[Текст для чтения]

▬▬▬

Читая его стихи, видишь, что некоторые из них несовершенны. Но у него нет ни строчки лжи, ни поэтического флера, ни тех завитков, которыми так грешила наша авангардная поэзия того двадцатилетия. Чувство — слово — средства выражения у него сливались. Не возникало ни зазоринки, ни щели для обмана и туфты. Он жил — и писал так.

Белла АХМАДУЛИНА

В. Высоцкому

Твой случай таков,

что мужи этих мест и предместий

белее Офелии

бродят с безумьем во взоре.

Нам, виды видавшим,

ответствуй, как деве прелестной:

так — быть? Или — как?

Что решил ты в своем

Эльсиноре?

Пусть каждый в своем

Эльсиноре

решает как может.

Дарующий радость,

ты — щедрый даритель страданья.

Но Дании всякой нам данной

тот славу умножит,

кто подданных души

возвысит до слез, до рыданья.

Спасение в том,

что сумели собраться на площадь

не сборищем сброда,

бегущим взглянуть на Нерона,

а стройным собором собратьев,

отринувших пошлость.

Народ — невредим,

если боль о певце — всенародна.

Народ, народившись, — не неуч,

он ныне и присно

не слушатель вздора

и не покупатель вещицы.

Певца обожая — расплачемся.

Доблестна тризна.

Так быть? Или как?

Мне как быть? Не взыщите.

Люблю и хвалю

не отвергшего гибельной чаши.

В обнимку уходим —

все дальше, все выше, все чище.

Не скаредны мы —

и сердца разрываются наши.

Лишь так справедливо.

Ведь если не наши, то чьи же?

▬▬▬

[Записанные данные]
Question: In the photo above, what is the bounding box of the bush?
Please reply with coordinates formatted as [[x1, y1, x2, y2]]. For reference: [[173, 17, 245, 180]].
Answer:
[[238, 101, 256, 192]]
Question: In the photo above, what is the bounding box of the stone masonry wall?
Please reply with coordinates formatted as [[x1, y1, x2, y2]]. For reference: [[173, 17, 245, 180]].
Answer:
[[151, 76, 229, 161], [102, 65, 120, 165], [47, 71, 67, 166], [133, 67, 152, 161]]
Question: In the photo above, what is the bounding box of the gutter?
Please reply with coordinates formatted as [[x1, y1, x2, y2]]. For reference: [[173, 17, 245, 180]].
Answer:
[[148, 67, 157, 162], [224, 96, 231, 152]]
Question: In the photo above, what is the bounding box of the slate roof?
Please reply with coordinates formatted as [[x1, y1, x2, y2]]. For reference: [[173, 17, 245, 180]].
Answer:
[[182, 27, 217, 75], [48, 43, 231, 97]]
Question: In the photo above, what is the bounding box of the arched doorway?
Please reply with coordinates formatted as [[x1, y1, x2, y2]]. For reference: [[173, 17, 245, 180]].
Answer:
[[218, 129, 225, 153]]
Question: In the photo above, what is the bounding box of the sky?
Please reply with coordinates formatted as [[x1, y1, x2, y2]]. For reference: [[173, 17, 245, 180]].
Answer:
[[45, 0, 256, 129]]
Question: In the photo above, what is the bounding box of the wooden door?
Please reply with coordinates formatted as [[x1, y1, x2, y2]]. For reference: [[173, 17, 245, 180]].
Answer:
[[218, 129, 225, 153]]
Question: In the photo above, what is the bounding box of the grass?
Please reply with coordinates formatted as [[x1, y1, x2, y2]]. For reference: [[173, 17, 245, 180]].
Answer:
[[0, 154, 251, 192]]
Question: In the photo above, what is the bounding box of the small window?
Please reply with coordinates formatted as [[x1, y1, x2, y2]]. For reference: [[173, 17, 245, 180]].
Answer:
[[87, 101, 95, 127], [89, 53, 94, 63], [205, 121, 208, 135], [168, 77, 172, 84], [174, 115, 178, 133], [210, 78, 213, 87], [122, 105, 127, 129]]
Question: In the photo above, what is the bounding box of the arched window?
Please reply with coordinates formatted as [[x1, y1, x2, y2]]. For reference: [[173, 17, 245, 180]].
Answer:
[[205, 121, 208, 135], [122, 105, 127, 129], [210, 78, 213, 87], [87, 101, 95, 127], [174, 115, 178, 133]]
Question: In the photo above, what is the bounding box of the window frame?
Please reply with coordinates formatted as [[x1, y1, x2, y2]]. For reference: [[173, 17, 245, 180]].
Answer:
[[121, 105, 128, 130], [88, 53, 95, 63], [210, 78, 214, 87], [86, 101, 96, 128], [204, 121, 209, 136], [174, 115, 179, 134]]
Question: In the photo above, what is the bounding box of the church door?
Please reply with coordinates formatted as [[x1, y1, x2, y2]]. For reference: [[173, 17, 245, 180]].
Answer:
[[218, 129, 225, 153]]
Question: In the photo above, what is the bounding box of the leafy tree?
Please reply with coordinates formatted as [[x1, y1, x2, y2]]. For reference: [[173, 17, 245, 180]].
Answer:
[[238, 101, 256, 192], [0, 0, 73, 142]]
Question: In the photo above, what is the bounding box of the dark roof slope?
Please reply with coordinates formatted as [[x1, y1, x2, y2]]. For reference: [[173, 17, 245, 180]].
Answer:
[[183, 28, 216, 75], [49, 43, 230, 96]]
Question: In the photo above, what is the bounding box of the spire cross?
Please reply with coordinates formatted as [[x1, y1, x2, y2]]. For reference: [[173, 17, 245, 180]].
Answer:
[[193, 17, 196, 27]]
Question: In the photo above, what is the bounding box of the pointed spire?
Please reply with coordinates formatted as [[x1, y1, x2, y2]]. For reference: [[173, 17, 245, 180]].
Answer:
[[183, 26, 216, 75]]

▬▬▬

[Письменные задания]
A: Выпишите в начальной форме все имена собственные, которые встречаются в стихотворных строках текста о Высоцком после посвящения.
B: Перепишите фрагмент текста о Высоцком между словами "отринувших пошлость." и "не покупатель вещицы." включительно, заменив "вздора" на "пустословья".
C: Продолжите текст о Высоцком после его последней строки.

[Ответы по заданиям]
A: Офелия, Эльсинор, Дания, Нерон

B:
отринувших пошлость.

Народ — невредим,

если боль о певце — всенародна.

Народ, народившись, — не неуч,

он ныне и присно

не слушатель пустословья

и не покупатель вещицы.

C:
Юрий КАРЯКИН. О ПЕСНЯХ ВЛАДИМИРА ВЫСОЦКОГО

Боюсь: никакой неприятель Высоцкого не причинил ему столько вреда, сколько идолопоклонство, как всегда безответственное и неопрятное. «Образовать» тех, о ком сам Высоцкий говорил: «Терпенье, психопаты и кликуши!», — куда труднее, чем переубедить тех, кто не приемлет его как певца.

Но разве не верно и другое: несмотря на очевидную неравноценность его песен (он же двигался, развивался, совершенствовался), несмотря на явные противоречия творческого пути его, столь же очевидно вырисовывается главное — необыкновенная его популярность в самом точном, старинном смысле этого слова. Это факт. И сколь недостойно кликушествовать, столь же недостойно и отрицать этот факт. «Как же так? — пел Высоцкий. — Я ваш брат…»

Вспомним слова одного писателя прошлого века: «Самоуважение нам нужно, наконец, а не самооплевание…»

Почему и сейчас не выходит из памяти, все звучат и звучат, болят и болят в нас его песни и особенно, как у многих, наверное:

Вдоль обрыва, по-над пропастью, по самому по
краю,
Я коней своих нагайкою стегаю, погоняю.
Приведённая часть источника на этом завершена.